▶ [Excerpt]
## Start
THE SUPREME COURT OF THE STATE OF ALASKA
GUSTAVO ACEVEDO, )
) Supreme Court No. S-7479
) Superior Court No.
v. ) 4BE-90-139 CI
DENISE BURLEY, ) O P I N I O N
Appellee. ) [No. 4878 - September 5, 1997]
Appeal from the Superior Court of the State of
Alaska, Fourth Judicial District, Bethel,
Dale O. Curda, Judge.
Appearances: Gustavo Acevedo, pro se, Bethel,
Appellant. Christopher R. Cooke, Hedland, Brennan, Heideman &
Cooke, Bethel, for Appellee.
Before: Compton, Chief Justice, Matthews,
Eastaugh, Fabe, and Bryner, Justices.
Gustavo Acevedo seeks a modification of his child support
obligation. He appeals the trial court's decision to deny his
motion to modify, arguing that the trial court erroneously
concluded that he failed to show a material change in his financial
circumstances. We affirm.
## End
▶ [Stated task] Continue the Alaska Supreme Court opinion on the child support appeal, starting right after "We affirm."

▶ [Material provided]
## Start
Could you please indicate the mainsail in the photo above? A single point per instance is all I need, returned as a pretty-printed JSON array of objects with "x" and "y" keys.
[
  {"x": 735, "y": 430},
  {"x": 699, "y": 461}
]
## End
▶ [Final result]
II. FACTS AND PROCEEDINGS
Gustavo Acevedo and Denise Burley were married in October
1989 and divorced in 1991. The trial court awarded custody of the
parties' child to Burley and ordered Acevedo to pay $300 per month
in child support.
Acevedo did not file a Child Support Guidelines
Affidavit, which would have calculated his child support obligation
based upon his income and expenses. [Fn. 1] Instead, the parties
filed a stipulation regarding child support, which the trial court
approved in March 1991.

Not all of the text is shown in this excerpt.